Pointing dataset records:
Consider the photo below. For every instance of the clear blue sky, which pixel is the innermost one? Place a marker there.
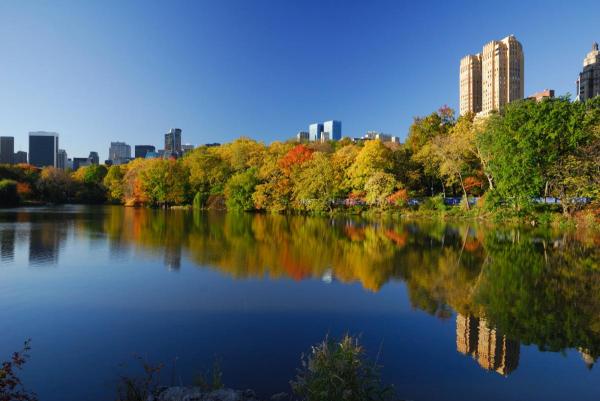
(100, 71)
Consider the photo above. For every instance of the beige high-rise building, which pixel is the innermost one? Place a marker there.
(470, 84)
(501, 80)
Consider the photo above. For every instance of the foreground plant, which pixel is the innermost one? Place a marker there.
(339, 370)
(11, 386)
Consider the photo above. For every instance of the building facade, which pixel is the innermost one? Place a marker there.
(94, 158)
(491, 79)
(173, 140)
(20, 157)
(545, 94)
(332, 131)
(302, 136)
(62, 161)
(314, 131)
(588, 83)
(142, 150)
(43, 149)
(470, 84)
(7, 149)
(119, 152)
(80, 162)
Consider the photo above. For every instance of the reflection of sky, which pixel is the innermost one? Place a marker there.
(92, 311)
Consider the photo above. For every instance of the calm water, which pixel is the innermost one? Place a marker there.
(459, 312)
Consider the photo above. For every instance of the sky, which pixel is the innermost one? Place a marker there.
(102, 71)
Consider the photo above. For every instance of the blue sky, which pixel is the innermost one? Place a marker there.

* What the task requires
Rewrite the data above with every "innermost" replaced by "most central" and nothing else altered. Leave the picture out of your answer.

* Answer for this exercise
Consider the photo below. For every instance of the clear blue sky, which pixel is the most central one? Place a marker there.
(100, 71)
Consider the photo above. For every instance of the beige high-rise building, which pixel is the most central one? Place a marker there.
(470, 84)
(501, 80)
Consider the photo above. For every instance of the foreground plant, which pixel is the most central one? Place a marker there.
(339, 370)
(11, 386)
Consider the photo above. For every instance of the building facade, which pixel is the most central one? Place a marker there.
(94, 158)
(491, 79)
(173, 140)
(20, 157)
(545, 94)
(332, 131)
(302, 136)
(62, 161)
(314, 131)
(588, 83)
(142, 150)
(43, 149)
(470, 84)
(7, 149)
(119, 152)
(80, 162)
Consider the photo above. For every instance of the reflection of sky, which pixel is the most central one? Place a marker there.
(92, 311)
Consider the photo above. For every instance of the calm water, which pixel is the most central one? Place a marker there.
(459, 312)
Consider the photo above. For every instance of the sky, which pixel is the most central one? Place a marker there.
(102, 71)
Consider the photo above. For every instance of the blue sky, which pixel is the most central one? Place a marker there.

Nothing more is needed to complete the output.